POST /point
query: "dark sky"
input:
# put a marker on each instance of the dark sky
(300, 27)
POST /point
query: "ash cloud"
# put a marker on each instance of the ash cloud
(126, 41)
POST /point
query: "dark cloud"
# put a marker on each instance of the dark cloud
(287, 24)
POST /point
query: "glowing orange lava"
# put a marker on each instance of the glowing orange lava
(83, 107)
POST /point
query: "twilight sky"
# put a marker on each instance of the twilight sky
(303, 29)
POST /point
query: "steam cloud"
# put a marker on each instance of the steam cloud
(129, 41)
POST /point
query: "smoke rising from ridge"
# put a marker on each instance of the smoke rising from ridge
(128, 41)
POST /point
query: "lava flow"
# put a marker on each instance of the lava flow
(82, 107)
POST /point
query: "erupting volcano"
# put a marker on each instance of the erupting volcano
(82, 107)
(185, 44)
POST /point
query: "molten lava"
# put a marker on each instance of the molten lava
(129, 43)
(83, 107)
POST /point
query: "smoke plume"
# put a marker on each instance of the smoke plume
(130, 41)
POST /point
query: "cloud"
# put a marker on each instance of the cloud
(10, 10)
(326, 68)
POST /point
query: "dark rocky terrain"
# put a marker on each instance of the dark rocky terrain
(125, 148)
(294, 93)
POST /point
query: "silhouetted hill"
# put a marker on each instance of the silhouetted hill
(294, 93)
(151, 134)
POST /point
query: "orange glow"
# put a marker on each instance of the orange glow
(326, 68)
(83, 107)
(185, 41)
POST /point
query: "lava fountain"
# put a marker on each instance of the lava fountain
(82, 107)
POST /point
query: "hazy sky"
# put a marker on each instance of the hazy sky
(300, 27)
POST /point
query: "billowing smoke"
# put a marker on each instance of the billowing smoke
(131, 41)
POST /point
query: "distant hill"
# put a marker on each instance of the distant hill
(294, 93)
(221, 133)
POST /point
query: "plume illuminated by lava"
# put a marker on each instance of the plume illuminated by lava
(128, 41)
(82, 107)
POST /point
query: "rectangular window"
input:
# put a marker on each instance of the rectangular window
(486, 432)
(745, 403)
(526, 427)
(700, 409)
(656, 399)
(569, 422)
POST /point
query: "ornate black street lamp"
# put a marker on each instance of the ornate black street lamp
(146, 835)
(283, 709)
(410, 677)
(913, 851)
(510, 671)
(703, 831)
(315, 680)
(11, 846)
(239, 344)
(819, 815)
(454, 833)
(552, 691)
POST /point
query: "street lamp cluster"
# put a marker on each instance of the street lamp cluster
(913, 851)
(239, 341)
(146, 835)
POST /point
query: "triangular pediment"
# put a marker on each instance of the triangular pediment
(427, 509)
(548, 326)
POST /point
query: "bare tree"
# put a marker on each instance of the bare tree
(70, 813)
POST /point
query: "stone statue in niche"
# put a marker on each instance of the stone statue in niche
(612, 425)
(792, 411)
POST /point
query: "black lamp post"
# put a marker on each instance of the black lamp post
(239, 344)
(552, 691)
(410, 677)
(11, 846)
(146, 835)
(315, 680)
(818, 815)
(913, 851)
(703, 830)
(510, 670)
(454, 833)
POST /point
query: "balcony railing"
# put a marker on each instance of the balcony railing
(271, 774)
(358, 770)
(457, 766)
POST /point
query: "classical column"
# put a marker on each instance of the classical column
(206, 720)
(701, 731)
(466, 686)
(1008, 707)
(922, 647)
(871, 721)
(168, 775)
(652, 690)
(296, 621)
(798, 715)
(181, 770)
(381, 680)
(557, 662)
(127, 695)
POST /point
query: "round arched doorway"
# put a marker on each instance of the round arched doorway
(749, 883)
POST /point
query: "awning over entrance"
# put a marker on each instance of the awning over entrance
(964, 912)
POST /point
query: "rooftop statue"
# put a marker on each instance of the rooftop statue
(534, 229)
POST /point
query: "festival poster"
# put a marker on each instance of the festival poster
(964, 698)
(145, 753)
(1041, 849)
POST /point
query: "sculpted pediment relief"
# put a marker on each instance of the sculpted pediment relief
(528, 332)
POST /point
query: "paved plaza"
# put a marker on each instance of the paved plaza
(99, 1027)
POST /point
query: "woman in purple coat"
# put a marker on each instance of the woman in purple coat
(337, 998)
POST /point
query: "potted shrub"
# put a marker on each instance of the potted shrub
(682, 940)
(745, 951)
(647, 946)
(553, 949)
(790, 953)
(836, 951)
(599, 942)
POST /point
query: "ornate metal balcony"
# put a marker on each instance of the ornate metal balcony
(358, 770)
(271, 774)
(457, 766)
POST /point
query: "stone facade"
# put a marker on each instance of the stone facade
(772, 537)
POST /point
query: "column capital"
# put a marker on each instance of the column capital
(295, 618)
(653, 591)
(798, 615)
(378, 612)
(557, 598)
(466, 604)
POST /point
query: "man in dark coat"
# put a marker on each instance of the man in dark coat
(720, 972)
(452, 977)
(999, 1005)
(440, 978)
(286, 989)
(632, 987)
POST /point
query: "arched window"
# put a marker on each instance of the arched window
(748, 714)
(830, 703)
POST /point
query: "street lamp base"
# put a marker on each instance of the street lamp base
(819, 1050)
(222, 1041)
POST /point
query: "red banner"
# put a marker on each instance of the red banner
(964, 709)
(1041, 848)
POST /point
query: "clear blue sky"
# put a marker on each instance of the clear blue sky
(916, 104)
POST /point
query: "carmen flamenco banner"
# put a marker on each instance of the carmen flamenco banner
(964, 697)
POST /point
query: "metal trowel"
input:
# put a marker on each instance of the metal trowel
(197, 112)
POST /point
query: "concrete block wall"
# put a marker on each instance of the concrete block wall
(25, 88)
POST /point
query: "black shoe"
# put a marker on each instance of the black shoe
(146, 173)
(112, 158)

**Exercise aim**
Nothing should be left out when the listing is retyped exactly.

**Answer to the problem**
POST /point
query: "dark sky"
input:
# put a marker on each instance of the dark sky
(300, 27)
POST /point
query: "ash cloud"
# put a marker on each instance of the ash cloud
(126, 41)
POST /point
query: "dark cloud"
# put a marker on each instance of the dark cloud
(287, 24)
POST /point
query: "glowing orange lava"
# put a marker on each instance of the glowing orange lava
(83, 107)
POST /point
query: "twilight sky"
# put a marker on each instance of the twilight sky
(303, 29)
POST /point
query: "steam cloud"
# put a marker on each instance of the steam cloud
(129, 41)
POST /point
query: "smoke rising from ridge"
# put a marker on each instance of the smoke rising from ridge
(128, 41)
POST /point
query: "lava flow"
# put a marker on each instance of the lava flow
(82, 107)
POST /point
query: "erupting volcano"
# put a marker on each instance of the erupting volcano
(82, 107)
(185, 44)
POST /point
query: "molten lava"
# put a marker on each instance of the molten lava
(129, 43)
(83, 107)
POST /point
query: "smoke plume"
# put a marker on each instance of the smoke plume
(130, 41)
POST /point
query: "cloud"
# put a marker on each instance of the cloud
(10, 10)
(326, 68)
POST /point
query: "dark rocky terrain"
# put a marker on each instance of the dark rocky terrain
(125, 148)
(294, 93)
POST /point
query: "silhouetted hill"
# put a marker on each instance of the silhouetted hill
(294, 93)
(151, 134)
POST /point
query: "orange glow"
# put a marker on each instance of the orange glow
(326, 68)
(83, 107)
(185, 41)
POST /point
query: "lava fountain"
# put a marker on each instance of the lava fountain
(82, 107)
POST /point
query: "hazy sky"
# put a marker on each instance of the hazy sky
(300, 27)
POST /point
query: "billowing smoke"
# put a marker on each instance of the billowing smoke
(131, 41)
POST /point
query: "distant hill"
# put a marker on each instance of the distant hill
(294, 93)
(221, 133)
POST /point
query: "plume illuminated by lava"
# put a marker on each instance of the plume illuminated by lava
(128, 41)
(82, 107)
POST /point
query: "rectangular window"
input:
# put a marker on each instance of the rectangular window
(486, 432)
(745, 403)
(526, 427)
(700, 409)
(656, 399)
(569, 422)
POST /point
query: "ornate black street lamp"
# put a marker on each instance of the ornate black street lamp
(146, 835)
(283, 709)
(410, 677)
(913, 851)
(510, 671)
(703, 831)
(315, 680)
(11, 846)
(239, 344)
(819, 815)
(454, 833)
(552, 691)
POST /point
query: "street lamp cluster"
# put a marker on each instance of the street lamp cluster
(913, 851)
(239, 341)
(146, 835)
POST /point
query: "triangular pediment"
# put a marker on each instance of the triangular pediment
(427, 509)
(548, 326)
POST /point
query: "bare tree"
# put a marker on each instance of the bare tree
(70, 813)
POST /point
query: "stone statue in niche"
# put a marker on each instance of the stone statue in niche
(612, 425)
(792, 411)
POST /point
query: "black lamp post"
# put a marker on each instance of the black lamp post
(239, 344)
(552, 691)
(410, 677)
(11, 846)
(146, 835)
(315, 680)
(818, 815)
(913, 851)
(703, 830)
(510, 670)
(454, 833)
POST /point
query: "balcony railing"
# put a marker on each instance of the balcony railing
(271, 774)
(358, 770)
(457, 766)
POST /point
query: "classical column"
# put a marker on each instance of the classical column
(206, 720)
(701, 731)
(466, 686)
(1008, 707)
(922, 647)
(871, 721)
(168, 775)
(652, 690)
(296, 621)
(798, 715)
(181, 770)
(381, 680)
(557, 662)
(127, 695)
POST /point
query: "round arched doorway"
# put a marker on each instance of the round arched doorway
(749, 883)
POST /point
query: "awning over entrance"
# put a marker on each instance of the awning over entrance
(964, 912)
POST /point
query: "rooftop statue"
# put a marker on each instance of the rooftop statue
(534, 229)
POST /point
query: "festival poster"
# put a marker on each instance of the festival poster
(964, 698)
(145, 753)
(1041, 849)
POST /point
query: "sculpted pediment relief"
# put a marker on each instance of the sculpted pediment relief
(528, 332)
POST /point
query: "paved plaza"
# put a marker on each instance of the paved plaza
(99, 1027)
POST /point
query: "woman in purple coat"
# put a marker on each instance of the woman in purple coat
(337, 998)
POST /point
query: "potted shrub"
# put a marker on each instance of the potted shrub
(682, 940)
(745, 951)
(647, 946)
(553, 949)
(790, 953)
(836, 951)
(599, 942)
POST /point
query: "ornate metal balcony"
# put a marker on each instance of the ornate metal balcony
(358, 770)
(271, 774)
(457, 766)
POST /point
query: "stone facade"
# put a marker on each instance of the stone facade
(772, 537)
POST /point
query: "column capital"
# put a marker on each instance of the column capital
(295, 618)
(653, 591)
(798, 615)
(378, 612)
(557, 598)
(466, 604)
POST /point
query: "man in dark coat"
# put a marker on each instance of the man in dark coat
(720, 972)
(452, 977)
(999, 1005)
(440, 978)
(286, 989)
(632, 987)
POST /point
query: "arched window"
# put a marker on each instance of the arched window
(748, 714)
(830, 703)
POST /point
query: "street lamp base"
# put a marker on each instance of the street lamp base
(819, 1050)
(222, 1041)
POST /point
query: "red banner"
# put a marker on each instance of the red banner
(964, 709)
(1041, 848)
POST /point
query: "clear blue sky"
# put a marker on each instance of the clear blue sky
(916, 104)
POST /point
query: "carmen flamenco banner"
# put a marker on each instance of the carmen flamenco banner
(964, 697)
POST /point
query: "metal trowel"
input:
# put a marker on each instance of the metal trowel
(197, 112)
POST /point
query: "concrete block wall"
# put a marker on each instance of the concrete block wall
(25, 88)
POST /point
query: "black shoe"
# put a marker on each instance of the black shoe
(146, 173)
(112, 158)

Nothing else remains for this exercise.